[What you should do]
Collect every line in the rows below that contains the word "background", and copy each of those lines in full.

++++++++++

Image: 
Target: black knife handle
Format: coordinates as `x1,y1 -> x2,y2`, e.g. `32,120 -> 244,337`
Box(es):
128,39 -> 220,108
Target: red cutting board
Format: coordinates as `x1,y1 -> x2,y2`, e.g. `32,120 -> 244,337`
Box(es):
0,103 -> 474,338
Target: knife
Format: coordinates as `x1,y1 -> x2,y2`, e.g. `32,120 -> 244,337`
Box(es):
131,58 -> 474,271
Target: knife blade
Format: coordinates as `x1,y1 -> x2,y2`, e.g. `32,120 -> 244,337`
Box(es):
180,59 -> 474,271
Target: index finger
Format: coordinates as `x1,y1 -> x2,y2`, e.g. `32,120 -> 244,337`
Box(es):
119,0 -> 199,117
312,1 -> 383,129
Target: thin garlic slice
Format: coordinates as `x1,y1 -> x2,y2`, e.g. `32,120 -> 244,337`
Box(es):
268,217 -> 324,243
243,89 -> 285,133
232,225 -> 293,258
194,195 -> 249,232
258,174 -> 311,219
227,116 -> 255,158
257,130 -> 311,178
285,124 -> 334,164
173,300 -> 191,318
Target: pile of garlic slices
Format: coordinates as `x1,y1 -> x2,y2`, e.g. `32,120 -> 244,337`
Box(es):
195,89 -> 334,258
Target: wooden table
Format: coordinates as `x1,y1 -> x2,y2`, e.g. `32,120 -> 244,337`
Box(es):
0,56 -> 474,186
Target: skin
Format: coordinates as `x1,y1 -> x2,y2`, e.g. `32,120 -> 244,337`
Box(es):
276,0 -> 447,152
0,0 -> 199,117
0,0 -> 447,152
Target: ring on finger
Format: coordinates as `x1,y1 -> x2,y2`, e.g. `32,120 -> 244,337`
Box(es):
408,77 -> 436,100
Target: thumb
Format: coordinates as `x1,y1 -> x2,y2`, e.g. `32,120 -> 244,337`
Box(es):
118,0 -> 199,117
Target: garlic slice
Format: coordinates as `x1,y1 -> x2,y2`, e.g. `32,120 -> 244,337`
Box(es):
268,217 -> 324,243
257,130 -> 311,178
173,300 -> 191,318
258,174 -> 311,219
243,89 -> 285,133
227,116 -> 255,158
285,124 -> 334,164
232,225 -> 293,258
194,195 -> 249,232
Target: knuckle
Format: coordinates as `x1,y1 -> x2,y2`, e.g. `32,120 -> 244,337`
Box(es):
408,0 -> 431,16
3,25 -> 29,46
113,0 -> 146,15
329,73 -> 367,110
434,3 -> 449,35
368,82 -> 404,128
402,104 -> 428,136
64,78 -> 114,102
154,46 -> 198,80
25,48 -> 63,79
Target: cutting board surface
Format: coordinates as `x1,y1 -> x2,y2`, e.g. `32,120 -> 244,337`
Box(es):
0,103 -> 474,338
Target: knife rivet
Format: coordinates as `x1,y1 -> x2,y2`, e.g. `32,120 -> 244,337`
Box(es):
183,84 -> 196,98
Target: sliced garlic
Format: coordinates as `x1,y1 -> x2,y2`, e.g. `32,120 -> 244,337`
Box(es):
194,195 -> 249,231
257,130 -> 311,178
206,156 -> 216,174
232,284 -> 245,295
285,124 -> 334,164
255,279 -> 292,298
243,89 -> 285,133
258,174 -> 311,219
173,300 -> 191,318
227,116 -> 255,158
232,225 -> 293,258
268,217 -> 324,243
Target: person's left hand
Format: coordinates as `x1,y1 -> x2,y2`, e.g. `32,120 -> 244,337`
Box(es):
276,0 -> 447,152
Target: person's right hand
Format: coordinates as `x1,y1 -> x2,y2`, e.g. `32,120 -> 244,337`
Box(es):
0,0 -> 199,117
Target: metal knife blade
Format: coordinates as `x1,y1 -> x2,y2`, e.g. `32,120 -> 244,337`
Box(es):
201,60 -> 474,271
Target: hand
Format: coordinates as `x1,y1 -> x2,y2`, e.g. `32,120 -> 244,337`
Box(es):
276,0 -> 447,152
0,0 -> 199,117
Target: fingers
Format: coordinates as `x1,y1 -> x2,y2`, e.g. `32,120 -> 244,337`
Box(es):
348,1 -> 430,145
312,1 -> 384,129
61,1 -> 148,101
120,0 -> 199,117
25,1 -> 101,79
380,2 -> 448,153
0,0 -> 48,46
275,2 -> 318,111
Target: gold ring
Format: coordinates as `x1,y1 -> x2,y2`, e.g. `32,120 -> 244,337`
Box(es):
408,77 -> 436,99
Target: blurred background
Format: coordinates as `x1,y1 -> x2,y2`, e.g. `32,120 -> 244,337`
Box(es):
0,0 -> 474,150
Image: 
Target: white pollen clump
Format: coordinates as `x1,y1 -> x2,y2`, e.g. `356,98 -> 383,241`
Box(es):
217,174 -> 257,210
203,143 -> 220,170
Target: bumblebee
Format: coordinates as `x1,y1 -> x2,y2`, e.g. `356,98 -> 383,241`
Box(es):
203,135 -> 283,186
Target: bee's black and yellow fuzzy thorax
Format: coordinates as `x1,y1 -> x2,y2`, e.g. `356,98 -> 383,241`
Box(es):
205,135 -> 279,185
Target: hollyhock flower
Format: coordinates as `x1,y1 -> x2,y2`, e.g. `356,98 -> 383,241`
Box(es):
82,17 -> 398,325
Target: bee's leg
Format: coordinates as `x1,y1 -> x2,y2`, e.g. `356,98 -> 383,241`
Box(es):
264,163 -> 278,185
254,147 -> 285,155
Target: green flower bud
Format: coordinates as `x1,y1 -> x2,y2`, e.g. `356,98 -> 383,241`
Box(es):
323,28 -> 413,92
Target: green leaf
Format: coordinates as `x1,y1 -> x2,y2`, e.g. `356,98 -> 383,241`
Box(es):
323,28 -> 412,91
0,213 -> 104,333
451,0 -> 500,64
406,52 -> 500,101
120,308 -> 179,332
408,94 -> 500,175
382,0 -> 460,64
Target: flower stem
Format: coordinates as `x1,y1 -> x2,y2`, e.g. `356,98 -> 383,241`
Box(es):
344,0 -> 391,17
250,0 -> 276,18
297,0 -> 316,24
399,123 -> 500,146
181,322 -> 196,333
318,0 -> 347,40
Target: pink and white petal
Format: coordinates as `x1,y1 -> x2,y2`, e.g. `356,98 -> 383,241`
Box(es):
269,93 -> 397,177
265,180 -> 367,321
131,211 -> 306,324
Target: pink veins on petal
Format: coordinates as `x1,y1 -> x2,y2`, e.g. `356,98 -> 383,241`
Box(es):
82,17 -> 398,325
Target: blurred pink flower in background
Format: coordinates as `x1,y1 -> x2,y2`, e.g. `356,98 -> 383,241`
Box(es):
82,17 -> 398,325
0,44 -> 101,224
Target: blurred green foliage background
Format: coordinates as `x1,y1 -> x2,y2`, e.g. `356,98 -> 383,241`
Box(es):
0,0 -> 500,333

++++++++++

[Result]
Target: blurred background
Target: blurred pink flower in background
Target: blurred green foliage background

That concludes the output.